■ TEXT UNDER STUDY
HC Deb 30 November 1993 vol 233 cc931-3

Spending on health, education, training and science contributes significantly to the long-term economic performance of the economy, by improving the nation's stock of so-called human capital—the health, knowledge and skills of the population as a whole. Important though it is, this contribution is very difficult to quantify. This year, however, as promised last autumn, the public sector accounts will identify separately the amount the Government plan to spend on physical capital projects, including improvements to the nation's infrastructure.

Overall, the new plans provide for total public sector capital spending over the next three years of around £22 billion a year. But just as that figure takes no account of the massive investment programmes of the former nationalised industries which are now thriving in the private sector, so too it ignores the very large amount of investment which is stimulated by Government policies, including investment in housing and urban regeneration. On top of this, the private finance initiative is now adding to spending in areas for which the public sector in the past has traditionally taken responsibility.

To make a success of this private finance initiative—and to deliver the increase in capital spending within the public services that I want to see—will require a complete change of culture within Government, together with imagination and innovation on the part of the private sector. That cannot be expected to happen overnight. Even so, the flow of private sector projects to date has still, in my view, been disappointingly small.

■ YOUR GOAL
Reproduce the stretch of the Commons speech on public spending from "HC Deb 30 November" through "the nation's infrastructure.", word for word.

■ SUPPLIED ENTRIES
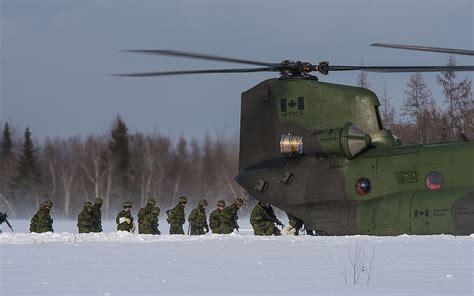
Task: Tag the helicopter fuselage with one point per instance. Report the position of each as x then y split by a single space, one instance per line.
384 188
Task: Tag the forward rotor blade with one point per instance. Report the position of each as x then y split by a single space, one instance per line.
212 71
200 56
426 48
401 69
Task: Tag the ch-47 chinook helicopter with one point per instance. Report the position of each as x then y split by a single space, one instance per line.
319 151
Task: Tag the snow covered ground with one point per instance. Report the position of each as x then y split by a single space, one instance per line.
112 263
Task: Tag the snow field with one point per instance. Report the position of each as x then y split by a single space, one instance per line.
118 263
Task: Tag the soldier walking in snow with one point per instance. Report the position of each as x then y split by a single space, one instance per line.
198 220
97 215
263 220
215 217
42 221
85 220
144 217
229 217
293 227
153 220
176 217
124 218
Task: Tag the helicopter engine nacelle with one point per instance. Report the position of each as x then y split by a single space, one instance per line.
347 141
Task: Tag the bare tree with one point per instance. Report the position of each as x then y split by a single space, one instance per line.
458 98
362 80
418 98
388 111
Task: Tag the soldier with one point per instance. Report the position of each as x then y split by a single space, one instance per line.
3 218
85 220
42 221
153 220
229 217
198 220
176 216
124 218
144 217
97 215
215 217
293 227
263 220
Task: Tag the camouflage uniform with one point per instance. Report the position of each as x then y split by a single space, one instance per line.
124 218
153 220
85 220
295 223
198 220
229 217
42 221
144 217
97 215
215 217
176 216
263 220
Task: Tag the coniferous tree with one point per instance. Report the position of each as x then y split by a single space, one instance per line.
25 186
119 152
6 143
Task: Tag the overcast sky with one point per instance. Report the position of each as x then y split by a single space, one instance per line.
55 55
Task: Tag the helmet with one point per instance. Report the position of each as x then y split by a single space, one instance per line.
151 202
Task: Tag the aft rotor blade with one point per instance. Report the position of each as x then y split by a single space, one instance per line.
200 56
426 48
402 69
211 71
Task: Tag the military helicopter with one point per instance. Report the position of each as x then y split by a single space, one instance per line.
319 152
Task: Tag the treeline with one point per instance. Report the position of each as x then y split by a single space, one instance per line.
119 166
420 119
116 166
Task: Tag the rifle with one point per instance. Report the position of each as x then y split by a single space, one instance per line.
273 219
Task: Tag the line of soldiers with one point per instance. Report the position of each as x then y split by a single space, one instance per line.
223 220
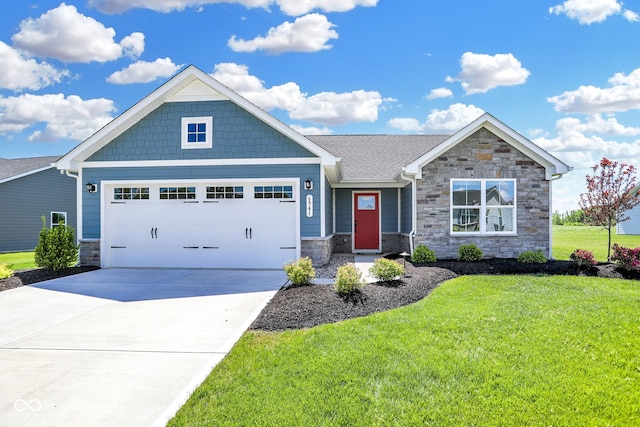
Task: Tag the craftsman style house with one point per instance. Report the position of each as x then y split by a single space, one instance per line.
194 175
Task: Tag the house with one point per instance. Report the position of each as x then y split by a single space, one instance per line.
29 189
194 175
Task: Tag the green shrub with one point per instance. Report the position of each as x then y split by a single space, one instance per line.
5 271
300 272
56 247
348 279
532 257
583 258
469 253
423 254
386 270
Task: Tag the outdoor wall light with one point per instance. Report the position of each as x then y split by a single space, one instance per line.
308 185
91 188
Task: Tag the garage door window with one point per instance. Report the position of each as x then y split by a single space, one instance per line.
273 192
225 192
177 193
131 193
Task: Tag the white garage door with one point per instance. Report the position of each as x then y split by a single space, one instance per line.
203 225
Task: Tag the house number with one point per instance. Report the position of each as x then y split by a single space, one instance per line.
309 206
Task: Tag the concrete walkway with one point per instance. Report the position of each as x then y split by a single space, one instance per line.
120 347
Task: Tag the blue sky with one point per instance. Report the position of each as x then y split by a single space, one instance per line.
565 74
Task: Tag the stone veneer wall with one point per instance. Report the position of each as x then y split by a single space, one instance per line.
90 252
483 156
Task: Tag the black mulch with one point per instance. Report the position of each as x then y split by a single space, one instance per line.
308 306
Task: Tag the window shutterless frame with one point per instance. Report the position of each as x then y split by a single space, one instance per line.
483 207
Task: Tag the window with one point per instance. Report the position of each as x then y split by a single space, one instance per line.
197 132
177 193
131 193
273 192
58 218
483 206
225 192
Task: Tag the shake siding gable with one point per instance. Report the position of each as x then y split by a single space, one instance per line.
483 156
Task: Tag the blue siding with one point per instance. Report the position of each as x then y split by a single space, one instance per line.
406 205
309 227
632 225
25 200
344 206
236 135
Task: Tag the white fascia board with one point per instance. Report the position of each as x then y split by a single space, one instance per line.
552 165
23 174
164 93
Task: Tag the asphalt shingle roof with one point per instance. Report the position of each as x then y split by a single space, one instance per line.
13 167
376 157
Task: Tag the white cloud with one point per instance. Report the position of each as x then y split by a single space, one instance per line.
327 108
289 7
20 73
441 92
70 117
622 95
450 120
587 12
309 33
481 73
65 34
311 130
144 72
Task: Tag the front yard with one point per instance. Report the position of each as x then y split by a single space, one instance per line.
479 350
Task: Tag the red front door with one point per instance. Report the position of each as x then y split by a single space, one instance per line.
366 221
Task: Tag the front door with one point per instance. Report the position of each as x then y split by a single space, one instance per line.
366 222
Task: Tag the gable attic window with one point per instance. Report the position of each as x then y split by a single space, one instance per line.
197 132
483 206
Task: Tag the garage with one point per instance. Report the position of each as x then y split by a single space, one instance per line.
200 224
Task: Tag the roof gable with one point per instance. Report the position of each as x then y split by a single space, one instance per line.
553 166
191 84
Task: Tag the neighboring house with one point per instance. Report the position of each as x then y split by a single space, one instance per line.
194 175
29 189
632 225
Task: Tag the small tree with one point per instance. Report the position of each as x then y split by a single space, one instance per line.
610 193
56 247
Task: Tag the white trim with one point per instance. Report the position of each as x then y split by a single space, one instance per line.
353 219
204 162
23 174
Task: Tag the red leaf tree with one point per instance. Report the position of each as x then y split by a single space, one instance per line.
610 194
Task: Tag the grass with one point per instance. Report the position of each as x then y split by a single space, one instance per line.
18 260
567 239
521 350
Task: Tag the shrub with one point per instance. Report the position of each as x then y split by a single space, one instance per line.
423 254
56 247
469 253
583 258
532 257
300 272
5 271
385 270
348 279
626 258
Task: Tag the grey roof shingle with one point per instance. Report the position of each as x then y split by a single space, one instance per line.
13 167
376 157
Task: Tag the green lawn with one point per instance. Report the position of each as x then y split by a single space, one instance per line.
18 260
567 239
521 350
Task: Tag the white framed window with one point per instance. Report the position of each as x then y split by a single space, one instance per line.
58 218
197 132
483 206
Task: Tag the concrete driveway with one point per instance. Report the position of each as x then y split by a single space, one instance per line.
121 347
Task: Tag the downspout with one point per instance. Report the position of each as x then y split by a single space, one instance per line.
414 207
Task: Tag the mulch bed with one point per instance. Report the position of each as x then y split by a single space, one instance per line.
308 306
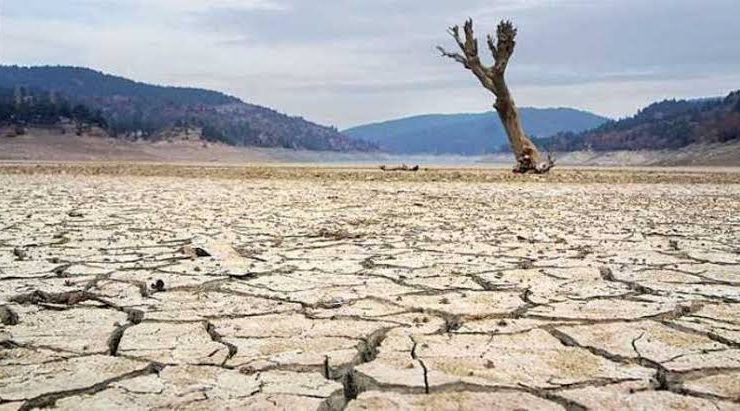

■ RESPONSE AREA
HC Deb 30 November 1993 vol 233 cc931-3

Spending on health, education, training and science contributes significantly to the long-term economic performance of the economy, by improving the nation's stock of so-called human capital—the health, knowledge and skills of the population as a whole. Important though it is, this contribution is very difficult to quantify. This year, however, as promised last autumn, the public sector accounts will identify separately the amount the Government plan to spend on physical capital projects, including improvements to the nation's infrastructure.